• **Task**:
Without any of the pictures, set down the data below exactly.

• **Given entries**:
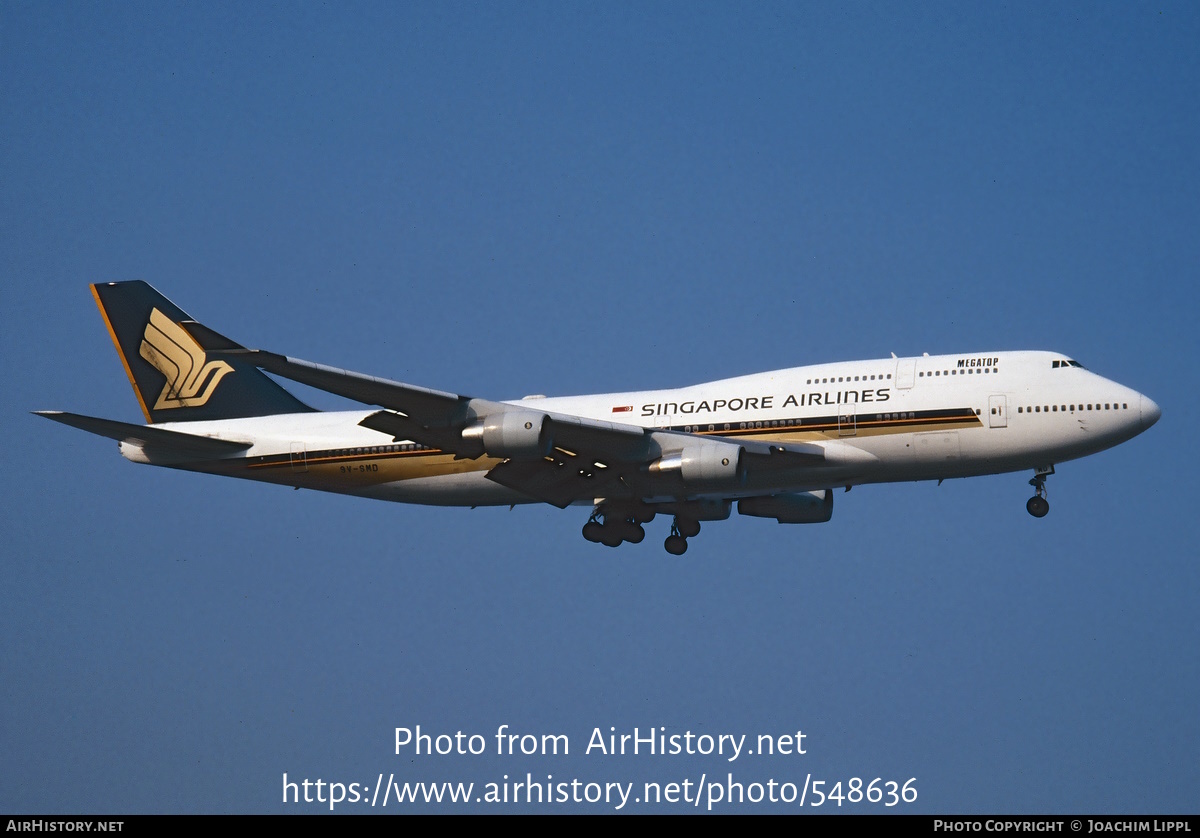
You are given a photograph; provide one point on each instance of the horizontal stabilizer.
(145, 435)
(429, 407)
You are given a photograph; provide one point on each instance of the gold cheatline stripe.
(120, 354)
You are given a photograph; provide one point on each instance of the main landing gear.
(611, 527)
(681, 531)
(1038, 506)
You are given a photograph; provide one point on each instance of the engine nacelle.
(520, 435)
(708, 462)
(791, 508)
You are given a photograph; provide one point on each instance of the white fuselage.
(903, 419)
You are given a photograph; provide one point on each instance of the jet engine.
(708, 464)
(519, 435)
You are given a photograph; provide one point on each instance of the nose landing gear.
(1038, 506)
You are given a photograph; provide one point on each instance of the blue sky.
(569, 198)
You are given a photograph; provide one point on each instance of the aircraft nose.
(1150, 412)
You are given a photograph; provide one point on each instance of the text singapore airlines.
(774, 443)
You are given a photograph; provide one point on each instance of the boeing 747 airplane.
(775, 444)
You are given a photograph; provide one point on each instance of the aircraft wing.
(555, 458)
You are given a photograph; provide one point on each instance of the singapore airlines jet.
(774, 443)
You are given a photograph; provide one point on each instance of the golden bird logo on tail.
(181, 360)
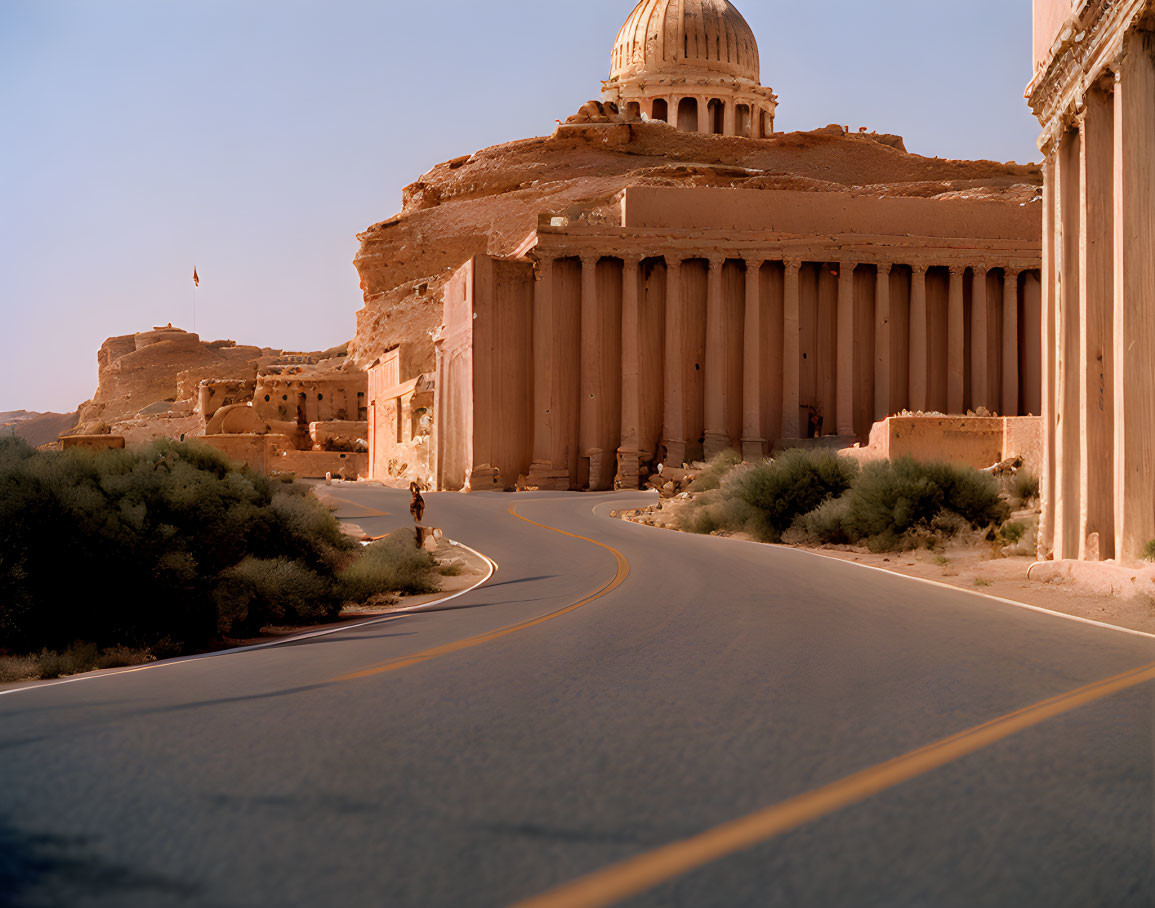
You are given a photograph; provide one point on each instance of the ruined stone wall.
(151, 370)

• **Task result**:
You are given a photograph; provide one point on each instance of the horizontal stabilizer.
(145, 435)
(429, 407)
You are given a photograph; provide one point on each instance of the gold cheatline stripe.
(120, 354)
You are given a photograph; provide one point on each instance of the main landing gear.
(611, 527)
(681, 531)
(1038, 506)
You are given a photograph; provide one point on each instance of the engine nacelle.
(520, 435)
(708, 462)
(791, 508)
You are given a photograph; provide one point on each instance of the white fuselage.
(903, 419)
You are given a photograph; provide one point on each instance of the jet engine.
(708, 464)
(519, 435)
You are given a photograph; provide one point on each instance of the nose landing gear.
(1038, 506)
You are given a photograph; provide one point on each instance of the blue sky.
(569, 198)
You are given a photograph; provide one point on each instance of the aircraft nose.
(1150, 412)
You are given a photograph; provide one point on each instance of the text singapore airlines.
(774, 443)
You are given a photograph; provide one point on each instance of the boeing 747 airplane.
(775, 444)
You are given a photograph; provide one point on each instance of the aircraft wing.
(555, 458)
You are given a photograph; provide one point on each instance of the singapore airlines jet.
(774, 443)
You are given a photograph; provide one point on each instance of the golden bird logo on tail.
(181, 360)
You are given a photograph; provide one point on each instance of the ruined stone wall.
(151, 370)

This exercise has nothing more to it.